Content starts

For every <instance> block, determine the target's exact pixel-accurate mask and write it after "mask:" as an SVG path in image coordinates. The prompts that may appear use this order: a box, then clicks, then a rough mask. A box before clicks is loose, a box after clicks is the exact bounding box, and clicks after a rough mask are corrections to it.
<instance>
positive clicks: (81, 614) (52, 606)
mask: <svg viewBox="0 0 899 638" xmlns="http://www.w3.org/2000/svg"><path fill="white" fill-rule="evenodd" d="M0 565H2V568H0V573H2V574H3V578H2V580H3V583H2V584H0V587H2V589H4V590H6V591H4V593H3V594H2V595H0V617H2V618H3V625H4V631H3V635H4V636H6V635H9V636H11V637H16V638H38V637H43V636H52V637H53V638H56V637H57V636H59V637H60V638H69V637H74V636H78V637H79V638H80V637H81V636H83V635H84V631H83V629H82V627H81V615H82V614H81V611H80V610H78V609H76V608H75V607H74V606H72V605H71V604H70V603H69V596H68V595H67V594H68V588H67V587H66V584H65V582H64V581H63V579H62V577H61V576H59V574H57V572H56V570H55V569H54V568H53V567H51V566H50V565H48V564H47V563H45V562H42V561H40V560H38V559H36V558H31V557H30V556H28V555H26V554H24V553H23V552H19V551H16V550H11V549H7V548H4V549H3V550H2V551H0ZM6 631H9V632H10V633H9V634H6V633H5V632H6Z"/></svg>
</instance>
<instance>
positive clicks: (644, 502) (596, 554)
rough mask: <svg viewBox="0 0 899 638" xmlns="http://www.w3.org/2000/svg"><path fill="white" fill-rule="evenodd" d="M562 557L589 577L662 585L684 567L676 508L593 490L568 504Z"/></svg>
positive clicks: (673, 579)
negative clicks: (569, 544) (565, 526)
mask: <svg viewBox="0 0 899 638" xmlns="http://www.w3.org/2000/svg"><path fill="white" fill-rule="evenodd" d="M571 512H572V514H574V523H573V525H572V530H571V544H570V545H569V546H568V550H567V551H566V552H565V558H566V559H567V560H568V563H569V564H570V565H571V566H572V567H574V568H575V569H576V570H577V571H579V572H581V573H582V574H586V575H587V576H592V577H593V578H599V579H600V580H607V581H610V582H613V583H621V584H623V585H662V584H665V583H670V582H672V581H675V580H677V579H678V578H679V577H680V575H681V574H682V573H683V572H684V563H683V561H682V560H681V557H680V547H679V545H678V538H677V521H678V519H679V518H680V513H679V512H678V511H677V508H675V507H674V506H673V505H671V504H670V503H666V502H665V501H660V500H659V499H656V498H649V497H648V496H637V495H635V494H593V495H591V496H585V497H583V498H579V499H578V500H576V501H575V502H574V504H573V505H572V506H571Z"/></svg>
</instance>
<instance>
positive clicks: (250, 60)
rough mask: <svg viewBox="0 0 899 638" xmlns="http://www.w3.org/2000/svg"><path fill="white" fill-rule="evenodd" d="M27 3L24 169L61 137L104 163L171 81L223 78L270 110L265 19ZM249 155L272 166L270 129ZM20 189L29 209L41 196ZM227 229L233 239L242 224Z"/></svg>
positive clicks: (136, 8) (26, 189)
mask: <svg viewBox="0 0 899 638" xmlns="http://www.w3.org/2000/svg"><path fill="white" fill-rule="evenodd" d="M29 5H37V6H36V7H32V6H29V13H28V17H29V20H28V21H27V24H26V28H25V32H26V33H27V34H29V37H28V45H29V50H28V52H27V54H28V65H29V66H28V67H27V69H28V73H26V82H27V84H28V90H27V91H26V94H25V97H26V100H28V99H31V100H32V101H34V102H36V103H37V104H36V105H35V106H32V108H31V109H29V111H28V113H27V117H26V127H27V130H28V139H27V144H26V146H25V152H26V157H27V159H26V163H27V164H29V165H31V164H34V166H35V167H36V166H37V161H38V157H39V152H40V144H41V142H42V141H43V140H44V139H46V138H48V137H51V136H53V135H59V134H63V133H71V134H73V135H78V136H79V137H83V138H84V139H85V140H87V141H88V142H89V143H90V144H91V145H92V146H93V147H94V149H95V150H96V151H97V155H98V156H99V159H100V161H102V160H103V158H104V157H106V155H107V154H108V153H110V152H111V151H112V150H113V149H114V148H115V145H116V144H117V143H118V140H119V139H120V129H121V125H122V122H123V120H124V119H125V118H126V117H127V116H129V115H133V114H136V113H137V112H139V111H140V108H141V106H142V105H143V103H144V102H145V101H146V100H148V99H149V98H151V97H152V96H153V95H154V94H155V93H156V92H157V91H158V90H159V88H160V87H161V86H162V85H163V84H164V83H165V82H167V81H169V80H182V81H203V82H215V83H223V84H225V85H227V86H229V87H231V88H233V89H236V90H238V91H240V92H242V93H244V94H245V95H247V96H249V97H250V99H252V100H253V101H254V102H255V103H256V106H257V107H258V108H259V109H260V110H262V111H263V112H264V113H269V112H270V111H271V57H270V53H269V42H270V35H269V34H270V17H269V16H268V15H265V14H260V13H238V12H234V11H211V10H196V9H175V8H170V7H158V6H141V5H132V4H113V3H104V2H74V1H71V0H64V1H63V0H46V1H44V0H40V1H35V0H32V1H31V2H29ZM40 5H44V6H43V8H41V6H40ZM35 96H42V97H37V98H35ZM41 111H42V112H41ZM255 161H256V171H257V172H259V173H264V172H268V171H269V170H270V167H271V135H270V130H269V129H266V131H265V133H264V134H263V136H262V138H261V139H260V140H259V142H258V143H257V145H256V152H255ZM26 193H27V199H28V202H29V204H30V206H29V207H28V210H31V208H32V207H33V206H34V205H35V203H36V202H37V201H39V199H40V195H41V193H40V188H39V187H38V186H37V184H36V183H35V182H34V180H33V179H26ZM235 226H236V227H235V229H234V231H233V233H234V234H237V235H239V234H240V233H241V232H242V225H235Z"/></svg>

Content ends

Output each entry exactly as written, leaving none out.

Result:
For every <instance> block, determine the target's exact pixel-accurate mask and write it after "mask:" as an SVG path in image coordinates. The prompts that may appear use this order: a box, then clicks, then a rough mask. A box before clicks is loose, a box after clicks is the exact bounding box, and clicks after a rough mask are corrections to it.
<instance>
positive clicks: (81, 614) (52, 606)
mask: <svg viewBox="0 0 899 638" xmlns="http://www.w3.org/2000/svg"><path fill="white" fill-rule="evenodd" d="M0 565H2V568H0V573H2V574H3V578H2V580H3V583H2V584H0V587H2V589H4V590H6V591H4V593H3V594H2V595H0V617H2V618H3V625H4V631H3V635H4V636H6V635H9V636H11V637H16V638H38V637H43V636H52V637H53V638H56V637H57V636H59V637H60V638H69V637H74V636H78V637H79V638H80V637H81V636H83V635H84V631H83V629H82V627H81V615H82V614H81V611H80V610H78V609H76V608H75V607H74V606H72V605H71V604H70V603H69V596H68V595H67V594H68V588H67V587H66V584H65V582H64V581H63V579H62V577H61V576H59V574H57V572H56V570H55V569H54V568H53V567H51V566H50V565H48V564H47V563H45V562H42V561H40V560H38V559H36V558H31V557H30V556H28V555H26V554H24V553H23V552H19V551H16V550H11V549H7V548H4V549H3V550H2V551H0ZM6 631H9V632H10V633H9V634H6V633H5V632H6Z"/></svg>
</instance>
<instance>
positive clicks: (644, 502) (596, 554)
rough mask: <svg viewBox="0 0 899 638" xmlns="http://www.w3.org/2000/svg"><path fill="white" fill-rule="evenodd" d="M562 557L589 577L662 585L684 567L676 508L593 490L568 504Z"/></svg>
positive clicks: (673, 579)
negative clicks: (569, 544) (565, 526)
mask: <svg viewBox="0 0 899 638" xmlns="http://www.w3.org/2000/svg"><path fill="white" fill-rule="evenodd" d="M571 512H572V514H574V523H573V525H572V530H571V544H570V545H569V546H568V550H567V551H566V552H565V558H566V559H567V560H568V563H569V564H570V565H571V566H572V567H574V568H575V569H576V570H577V571H579V572H581V573H582V574H586V575H587V576H592V577H593V578H599V579H600V580H607V581H610V582H613V583H621V584H623V585H662V584H665V583H670V582H672V581H675V580H677V579H678V578H679V577H680V575H681V574H682V573H683V572H684V563H683V561H682V560H681V557H680V547H679V545H678V538H677V521H678V519H679V518H680V513H679V512H678V511H677V508H675V507H674V506H673V505H671V504H670V503H666V502H665V501H660V500H659V499H656V498H649V497H648V496H637V495H635V494H593V495H591V496H585V497H583V498H579V499H578V500H576V501H575V502H574V504H573V505H572V506H571Z"/></svg>
</instance>
<instance>
positive clicks: (250, 60)
rough mask: <svg viewBox="0 0 899 638" xmlns="http://www.w3.org/2000/svg"><path fill="white" fill-rule="evenodd" d="M27 3L24 169L61 137L104 163L171 81L223 78L270 110L265 19ZM249 155L272 166L270 129ZM20 189L29 209L41 196ZM227 229L233 239L242 224Z"/></svg>
positive clicks: (136, 8) (26, 189)
mask: <svg viewBox="0 0 899 638" xmlns="http://www.w3.org/2000/svg"><path fill="white" fill-rule="evenodd" d="M29 5H37V6H36V7H32V6H29V13H28V17H29V20H28V21H27V24H26V28H25V32H26V33H27V34H29V37H28V45H29V50H28V52H27V54H28V65H29V66H28V67H27V69H28V73H26V82H27V84H28V90H27V91H26V94H25V97H26V100H28V99H31V100H32V101H34V102H36V103H37V104H36V105H35V106H32V108H31V109H29V111H28V113H27V117H26V127H27V130H28V139H27V144H26V146H25V152H26V157H27V159H26V163H27V164H29V165H31V164H34V166H35V167H36V166H37V161H38V157H39V152H40V144H41V142H42V141H43V140H44V139H46V138H48V137H51V136H53V135H59V134H63V133H71V134H73V135H78V136H79V137H83V138H84V139H85V140H87V141H88V142H89V143H90V144H91V145H92V146H93V147H94V149H95V150H96V151H97V155H98V156H99V159H100V161H102V160H103V158H104V157H106V155H107V154H108V153H110V152H111V151H112V150H113V149H114V148H115V145H116V144H117V143H118V140H119V139H120V129H121V125H122V122H123V120H124V119H125V118H126V117H127V116H129V115H133V114H136V113H137V112H139V111H140V108H141V106H142V105H143V103H144V102H145V101H146V100H148V99H149V98H151V97H152V96H153V95H154V94H155V93H156V92H157V91H158V90H159V88H160V87H161V86H162V85H163V84H164V83H165V82H167V81H169V80H182V81H203V82H215V83H223V84H225V85H227V86H229V87H231V88H233V89H236V90H238V91H240V92H242V93H244V94H245V95H247V96H249V97H250V99H252V100H253V101H254V102H255V103H256V106H257V107H258V108H259V109H260V110H262V111H263V112H264V113H269V112H270V111H271V57H270V53H269V42H270V35H269V34H270V17H269V16H268V15H265V14H260V13H238V12H234V11H211V10H196V9H175V8H170V7H158V6H141V5H132V4H113V3H104V2H74V1H71V0H64V1H63V0H46V1H44V0H40V1H35V0H32V1H31V2H29ZM40 5H44V6H43V8H41V6H40ZM35 96H42V97H37V98H35ZM41 111H42V112H41ZM255 161H256V171H257V172H259V173H264V172H268V171H269V170H270V167H271V135H270V130H269V129H266V131H265V133H264V134H263V136H262V138H261V139H260V140H259V142H258V143H257V145H256V152H255ZM26 193H27V199H28V202H29V204H30V206H29V207H28V210H31V208H32V207H33V206H34V205H35V203H36V202H37V201H39V199H40V195H41V193H40V188H39V187H38V186H37V184H36V183H35V182H34V180H33V179H26ZM235 226H236V227H235V229H234V231H233V233H234V234H237V235H239V234H240V233H241V232H242V225H235Z"/></svg>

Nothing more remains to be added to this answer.